Directions for this task
Copy each of the following rows word for word, with nothing changed.
══ Data in this exercise
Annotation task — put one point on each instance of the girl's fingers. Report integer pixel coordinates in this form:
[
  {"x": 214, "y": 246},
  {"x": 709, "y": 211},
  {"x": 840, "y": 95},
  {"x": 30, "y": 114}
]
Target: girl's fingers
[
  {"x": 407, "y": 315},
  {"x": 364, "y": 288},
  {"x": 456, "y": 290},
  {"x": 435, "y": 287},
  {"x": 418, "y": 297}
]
════
Answer to this task
Annotation task — put one point on each instance of the girl's fingers. Report integer pixel coordinates in this form:
[
  {"x": 214, "y": 246},
  {"x": 709, "y": 211},
  {"x": 840, "y": 95},
  {"x": 30, "y": 114}
]
Target: girl's fingers
[
  {"x": 407, "y": 315},
  {"x": 364, "y": 288},
  {"x": 456, "y": 290},
  {"x": 435, "y": 287},
  {"x": 418, "y": 297}
]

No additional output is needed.